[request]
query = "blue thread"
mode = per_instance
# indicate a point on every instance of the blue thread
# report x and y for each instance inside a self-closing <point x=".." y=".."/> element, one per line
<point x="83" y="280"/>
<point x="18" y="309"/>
*-*-*
● WHAT IS REQUIRED: Please lay out every line of the data above as a JSON list of strings, one string per line, with blank lines left out.

● SOLUTION FOR THIS TASK:
[
  "[request]",
  "query = \"blue thread\"",
  "mode = per_instance",
  "# indicate a point on every instance of the blue thread",
  "# report x and y for each instance inside a self-closing <point x=\"..\" y=\"..\"/> element, one per line",
  "<point x=\"83\" y=\"280\"/>",
  "<point x=\"18\" y=\"309\"/>"
]